### [Text segment]
BEGIN

With the ongoing destruction of Western Europe’s industrial base, not only have everyday products bearing household names disappeared; the corporations who made them have vanished – and entire classes of building have been culled. The paper mill is on the verge of extinction; there is only one cane sugar refinery left in Britain; and the tyre factory is on the brink of disappearing from the country which gave birth to the tyre.

The evolution of the rubber industry parallels the development of the tyre factory as a building type. The original rubber companies bought up, or created, large plantations in Malaysia during the Victorian era. They controlled the means of supply by tapping the latex plant, which provided the raw material for rubber in the form of its milky white liquid sap. In fact, the first rubber company was set up by Robert Dunlop, an Ayrshire vet: with Dunlop, Robert Thomson (inventor of the inflatable tyre) and also Mr. Mackintosh of raincoat fame, Scotland was the cradle of the world’s rubber industry. Dunlop and his peers built up merchant fleets, and constructed new types of building at home to convert the raw latex into india-rubber. A parallel could be drawn between the imperial in those days, and the corporate today: the authority of both stretched across national boundaries, and both were founded on a trade in resources travelling one way, and finished goods in the other.

END

### [Records provided]
BEGIN

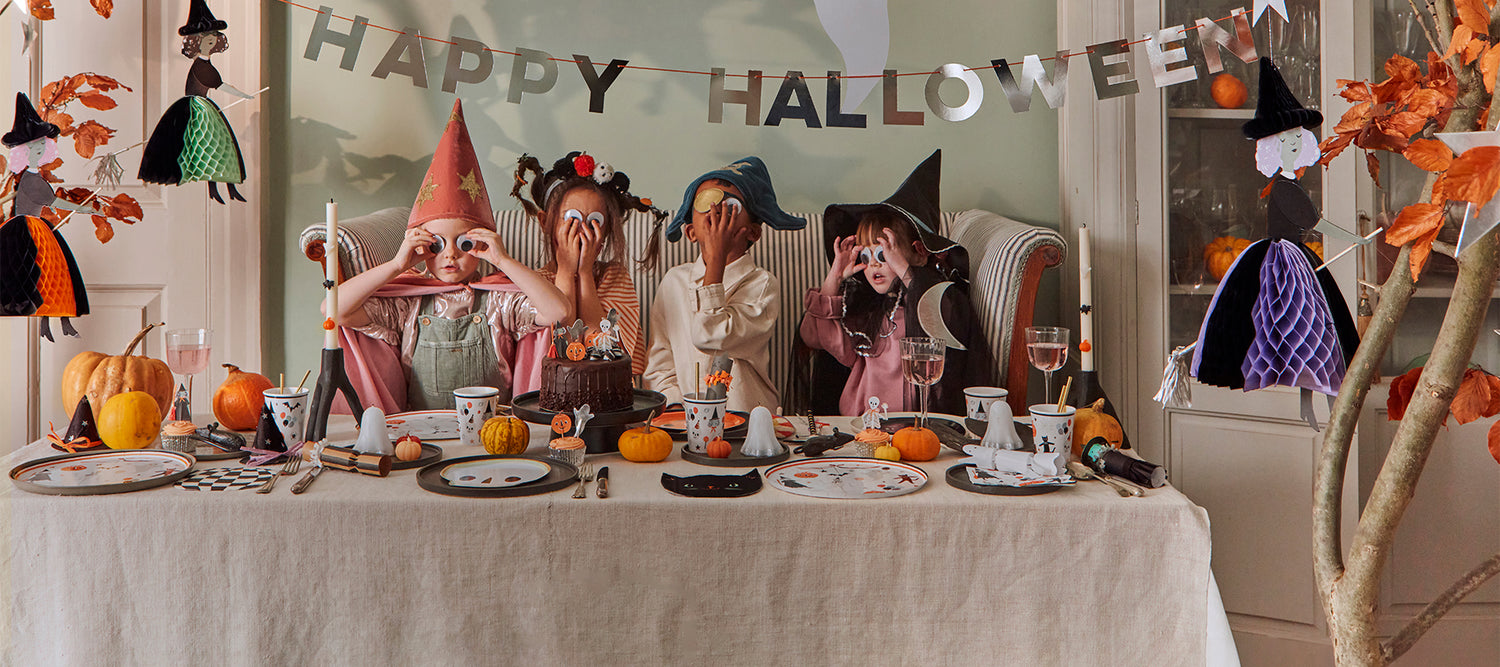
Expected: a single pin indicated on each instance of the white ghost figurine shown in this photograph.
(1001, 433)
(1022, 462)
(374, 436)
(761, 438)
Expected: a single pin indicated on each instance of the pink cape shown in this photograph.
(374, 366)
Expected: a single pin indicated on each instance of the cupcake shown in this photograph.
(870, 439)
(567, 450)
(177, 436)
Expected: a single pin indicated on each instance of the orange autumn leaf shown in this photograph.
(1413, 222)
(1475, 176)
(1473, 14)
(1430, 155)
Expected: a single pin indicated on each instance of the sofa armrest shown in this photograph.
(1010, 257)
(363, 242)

END

### [Goals]
A) Decide whether each statement agrees with the text on the tyre factory, answering yes or no and quoting the deciding words of the text: (i) Only one cane sugar refinery remains in Britain. (ii) Robert Thomson set up the first rubber company. (iii) The original rubber companies acquired plantations in Malaysia during the Victorian era.
B) From the rows, reproduce the lines between the one holding "Expected: a single pin indicated on each instance of the pink" and the one holding "(1430, 155)", inclusive.

### [Solutions for each task]
A)
(i) Yes: "there is only one cane sugar refinery left in Britain"
(ii) No: "the first rubber company was set up by Robert Dunlop, an Ayrshire vet"
(iii) Yes: "The original rubber companies bought up, or created, large plantations in Malaysia during the Victorian era."

B)
Expected: a single pin indicated on each instance of the pink cape shown in this photograph.
(374, 366)
Expected: a single pin indicated on each instance of the cupcake shown in this photograph.
(870, 439)
(567, 450)
(177, 436)
Expected: a single pin indicated on each instance of the orange autumn leaf shown in this photograph.
(1413, 222)
(1475, 176)
(1473, 14)
(1430, 155)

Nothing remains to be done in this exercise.